---- INPUT ROWS

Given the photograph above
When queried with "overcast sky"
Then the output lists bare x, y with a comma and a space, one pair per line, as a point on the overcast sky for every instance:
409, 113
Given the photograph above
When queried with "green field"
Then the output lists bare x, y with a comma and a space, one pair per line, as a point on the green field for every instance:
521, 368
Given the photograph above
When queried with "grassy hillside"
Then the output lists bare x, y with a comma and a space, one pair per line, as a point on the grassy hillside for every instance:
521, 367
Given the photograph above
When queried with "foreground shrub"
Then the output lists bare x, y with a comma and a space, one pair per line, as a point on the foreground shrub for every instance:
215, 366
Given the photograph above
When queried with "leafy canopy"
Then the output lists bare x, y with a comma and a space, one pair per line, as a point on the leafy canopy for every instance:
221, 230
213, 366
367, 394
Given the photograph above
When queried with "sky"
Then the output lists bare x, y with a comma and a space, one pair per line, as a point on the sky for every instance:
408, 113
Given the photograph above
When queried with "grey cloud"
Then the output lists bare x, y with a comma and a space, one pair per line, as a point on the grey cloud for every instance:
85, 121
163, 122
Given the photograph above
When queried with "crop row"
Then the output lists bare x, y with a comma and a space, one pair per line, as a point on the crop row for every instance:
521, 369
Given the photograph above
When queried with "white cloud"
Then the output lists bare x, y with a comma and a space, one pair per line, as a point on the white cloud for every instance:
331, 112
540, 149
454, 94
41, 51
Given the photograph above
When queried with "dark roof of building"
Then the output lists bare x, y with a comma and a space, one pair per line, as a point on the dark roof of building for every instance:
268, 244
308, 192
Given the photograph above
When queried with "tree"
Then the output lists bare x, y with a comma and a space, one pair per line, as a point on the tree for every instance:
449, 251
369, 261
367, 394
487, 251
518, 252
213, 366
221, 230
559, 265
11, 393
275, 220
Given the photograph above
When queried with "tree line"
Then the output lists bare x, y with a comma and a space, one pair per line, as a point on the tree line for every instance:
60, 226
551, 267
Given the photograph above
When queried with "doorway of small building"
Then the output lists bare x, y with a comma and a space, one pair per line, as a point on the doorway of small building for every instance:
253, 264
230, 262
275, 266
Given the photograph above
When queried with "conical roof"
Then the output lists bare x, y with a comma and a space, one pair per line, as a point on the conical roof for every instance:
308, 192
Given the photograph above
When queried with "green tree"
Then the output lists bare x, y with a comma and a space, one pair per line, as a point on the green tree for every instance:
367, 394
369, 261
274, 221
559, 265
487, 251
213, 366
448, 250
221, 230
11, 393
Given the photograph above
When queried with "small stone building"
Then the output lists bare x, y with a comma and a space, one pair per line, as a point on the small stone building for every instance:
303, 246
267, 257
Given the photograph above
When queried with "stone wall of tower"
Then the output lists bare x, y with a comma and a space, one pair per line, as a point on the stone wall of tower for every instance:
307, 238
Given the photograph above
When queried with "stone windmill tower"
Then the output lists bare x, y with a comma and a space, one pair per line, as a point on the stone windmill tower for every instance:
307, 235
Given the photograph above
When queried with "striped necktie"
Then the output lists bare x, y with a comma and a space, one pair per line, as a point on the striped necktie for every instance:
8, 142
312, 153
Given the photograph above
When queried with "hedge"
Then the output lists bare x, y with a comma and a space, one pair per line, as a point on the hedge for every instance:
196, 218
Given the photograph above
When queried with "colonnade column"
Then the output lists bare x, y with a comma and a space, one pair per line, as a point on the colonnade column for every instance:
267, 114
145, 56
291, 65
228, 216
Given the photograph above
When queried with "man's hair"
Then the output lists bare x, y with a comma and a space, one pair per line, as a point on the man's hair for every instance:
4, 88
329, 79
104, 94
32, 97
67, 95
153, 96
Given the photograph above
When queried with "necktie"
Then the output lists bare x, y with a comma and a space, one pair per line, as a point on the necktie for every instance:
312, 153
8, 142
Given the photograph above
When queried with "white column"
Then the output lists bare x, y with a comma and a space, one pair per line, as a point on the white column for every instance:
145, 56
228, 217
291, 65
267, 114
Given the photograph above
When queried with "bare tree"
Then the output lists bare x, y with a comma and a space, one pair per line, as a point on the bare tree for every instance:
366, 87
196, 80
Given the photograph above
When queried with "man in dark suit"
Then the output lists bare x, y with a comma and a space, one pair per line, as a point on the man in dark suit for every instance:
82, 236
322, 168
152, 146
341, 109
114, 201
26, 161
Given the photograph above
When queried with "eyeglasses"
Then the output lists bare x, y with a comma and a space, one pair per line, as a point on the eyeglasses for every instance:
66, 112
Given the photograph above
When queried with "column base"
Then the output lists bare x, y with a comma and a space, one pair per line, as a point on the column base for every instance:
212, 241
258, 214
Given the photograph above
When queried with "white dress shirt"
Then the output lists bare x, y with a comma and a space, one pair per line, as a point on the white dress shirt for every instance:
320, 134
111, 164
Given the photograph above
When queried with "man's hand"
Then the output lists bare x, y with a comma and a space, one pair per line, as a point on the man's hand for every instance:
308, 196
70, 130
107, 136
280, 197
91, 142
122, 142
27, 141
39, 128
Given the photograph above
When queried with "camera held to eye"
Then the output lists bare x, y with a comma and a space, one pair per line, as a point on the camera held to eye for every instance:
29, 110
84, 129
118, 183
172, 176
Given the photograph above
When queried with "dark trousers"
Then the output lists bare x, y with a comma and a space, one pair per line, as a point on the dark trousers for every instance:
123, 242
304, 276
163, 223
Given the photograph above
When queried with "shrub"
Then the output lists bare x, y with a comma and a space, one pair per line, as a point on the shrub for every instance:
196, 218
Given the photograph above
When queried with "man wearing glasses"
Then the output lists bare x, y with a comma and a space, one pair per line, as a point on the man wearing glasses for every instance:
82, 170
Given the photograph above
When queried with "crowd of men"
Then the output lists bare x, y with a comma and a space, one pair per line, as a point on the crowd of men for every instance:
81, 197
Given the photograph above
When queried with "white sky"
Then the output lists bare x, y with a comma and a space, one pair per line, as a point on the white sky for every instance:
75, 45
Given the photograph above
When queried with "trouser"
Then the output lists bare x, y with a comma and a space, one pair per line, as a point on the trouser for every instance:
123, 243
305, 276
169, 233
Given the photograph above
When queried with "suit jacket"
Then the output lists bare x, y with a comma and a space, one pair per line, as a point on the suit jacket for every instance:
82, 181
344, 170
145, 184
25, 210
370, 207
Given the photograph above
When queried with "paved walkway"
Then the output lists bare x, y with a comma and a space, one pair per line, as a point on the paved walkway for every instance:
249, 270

--------

EXERCISE OBJECTIVE:
Extract the full listing above without altering anything.

EXERCISE RESPONSE:
Given the photograph above
When queried with "overcast sky"
Then the output lists bare x, y with a comma and a space, one pair per line, as a point on the overcast sky for every instance:
409, 113
Given the photograph above
When queried with "green field"
Then the output lists bare x, y with a comma and a space, one pair per line, as a point on the green field for every instance:
521, 368
Given the photograph above
When queried with "grassy hillside"
Then the output lists bare x, y with a comma and a space, one pair per line, as a point on the grassy hillside for every instance:
521, 367
Given the photograph above
When queried with "foreground shrub"
Then the output lists bare x, y with a comma and a space, one pair per line, as a point on the foreground shrub for every instance:
215, 366
Given the photograph above
When queried with "leafy canopy"
Then the output lists bare x, y with a comma and a space, one pair per line, as a point on the leafy canopy for every instance:
221, 230
213, 366
367, 394
Given the photograph above
When queried with "sky"
Then the output lists bare x, y with a comma and a space, one pair per line, as a point on the sky for every instance:
408, 113
Given the photograph above
When queried with "grey cloud"
Then the output lists bare x, y with a comma and a space, one pair per line, as a point on the grey cloud for every instance:
85, 121
163, 122
Given the photograph above
When queried with "crop row"
Then the output lists bare x, y with a comma and a space, one pair per line, as a point on the crop row for every instance:
521, 369
Given the photograph above
When queried with "white cloud"
Then the output lists bare x, y with a comma and a space, one pair per line, as a point on the white cloud for every instance:
331, 112
540, 149
454, 94
41, 51
Given the photograph above
When queried with "dark roof of building"
Then the output lists bare x, y with a comma and a space, one pair per line, as a point on the dark roof of building for every instance:
268, 244
308, 192
Given the photograph above
When queried with "tree"
Then the output lists bare x, y with a comma and a space, one pair per line, as a point on the tree for every instance:
449, 251
369, 261
367, 394
487, 251
518, 252
213, 366
221, 230
559, 265
11, 393
275, 220
Given the photograph above
When queried with "tree line"
Then the output lists bare x, y with a comma and a space, one pair per line, as a point on the tree line for every instance:
60, 226
551, 267
Given the photograph above
When queried with "doorway of small building"
Then the output lists bare x, y with a comma and a space, one pair per line, as a point on the doorway of small building for every instance:
253, 264
230, 262
275, 266
Given the photograph above
When queried with "conical roof"
Then the output lists bare x, y with a comma and a space, one pair per line, as a point on the conical roof for every instance:
308, 192
Given the photograph above
When queried with "green tree"
Then the output lists bare x, y with a comma and a space, one pair per line, as a point on the green tree for every instance:
367, 394
369, 261
274, 221
559, 265
487, 251
213, 366
448, 250
221, 230
11, 393
Given the photograph above
When queried with "small stone building"
Then the output lists bare x, y with a comma and a space, one pair per line, as a point on the small stone building for every instance:
303, 246
267, 257
Given the photograph above
When queried with "stone wall of tower"
Then the output lists bare x, y with a comma and a space, one pair per line, as a point on the stone wall of tower for every instance:
307, 238
Given the photograph above
When queried with "stone windmill tower"
Then the output lists bare x, y with a comma and a space, one pair per line, as a point on the stone windmill tower for every instance:
307, 235
Given the photograph above
When queried with "striped necktie"
Then the output lists bare x, y with a comma and a space, one pair per line, as a point on the striped necktie for every instance:
8, 142
312, 153
Given the photograph above
When queried with "hedge"
Then the output lists bare x, y with a comma and a space, one pair per line, as a point on the hedge for every instance:
196, 218
Given the photograph above
When queried with "colonnade column"
Then the output lists bare x, y with a comma and a space, one pair per line, as a point on the colonnade column for every instance:
267, 114
145, 56
291, 65
228, 216
Given the photograph above
When queried with "man's hair"
Then the output lists bare x, y with a comma and a space, one pair per line, as a point on the man's hair for every instance:
4, 88
329, 79
104, 94
32, 97
67, 95
153, 96
Given the photograph above
When queried with "necktie"
Then the output lists bare x, y with a comma and a space, one pair per line, as a point on the necktie for every instance:
312, 153
8, 142
Given the photograph above
When queried with "white column"
Then the output lists bare x, y with a comma and a space, one pair per line, as a point on the white column for every instance:
145, 56
228, 217
291, 65
267, 114
Given the photograph above
When queried with "bare tree"
Then the output lists bare x, y with a comma and a space, one pair per line, as a point on the bare tree for every instance:
366, 87
196, 80
Given the photograph above
When queried with "man in dark suit"
Then the output lists bare x, y with a comma and a space, one pair per line, as a point on the man in dark suit for every instance:
82, 236
322, 168
152, 146
341, 109
114, 201
26, 161
Given the photograph above
When queried with "eyeglasses"
Then the output lists bare x, y with a comma and a space, one pair per line, as a point on the eyeglasses for every instance:
66, 112
Given the photograph above
When queried with "column base"
Then the output lists bare x, y with a comma and a space, one pair per line, as a point on the column base for every instance:
212, 241
258, 214
Given the photograph above
When queried with "white dress shirt"
Then the output lists bare x, y with a comma and a space, one pair per line, as a point on the white dress shirt for every instance:
320, 134
111, 164
Given the photograph above
When queried with "man's hand"
Then the output lists bare x, y with a comma and a space, one pair per line, as a point on the man's hand for every instance:
308, 196
70, 130
107, 136
280, 197
91, 142
122, 142
27, 141
39, 128
Given the photograph above
When queried with "camera held to eye"
Then the output lists bare x, y with a comma and a space, one pair per line, as a point on the camera held to eye for every instance:
29, 110
84, 129
118, 183
172, 176
Given the photograph above
When queried with "dark trousers"
Then the output lists bare x, y with a comma and a space, one pair per line, as a point on the dark trousers for every instance:
123, 242
304, 276
163, 223
Given the photograph above
When queried with "shrub"
Then the output lists bare x, y with a comma and a space, one pair per line, as a point on the shrub for every instance:
196, 218
Given the photograph above
When queried with "man wearing glasses"
Then the output lists bare x, y with a comma and a space, one pair per line, as a point on the man wearing glasses for every instance:
82, 170
Given the photograph above
When queried with "crowd of men"
Then the output lists bare x, y with a comma and a space, one pair per line, as a point on the crowd of men for every instance:
81, 197
Given the photograph above
When queried with "white sky"
Then the output lists bare x, y with a comma and a space, one pair per line, as a point on the white sky for every instance:
75, 45
Given the photograph above
When queried with "trouser"
Then the output lists bare x, y with a comma and a space, one pair per line, as a point on the trouser for every instance:
123, 243
305, 276
169, 233
Given the photograph above
When queried with "suit jacket"
Then the output lists bare x, y with a comma and a space, one pair per line, as a point on the suit jacket for every instance:
82, 181
344, 170
145, 184
25, 210
370, 207
Given the photograph above
When queried with "paved walkway"
Then the output lists bare x, y with a comma and a space, one pair per line, as a point on the paved walkway for every instance:
249, 270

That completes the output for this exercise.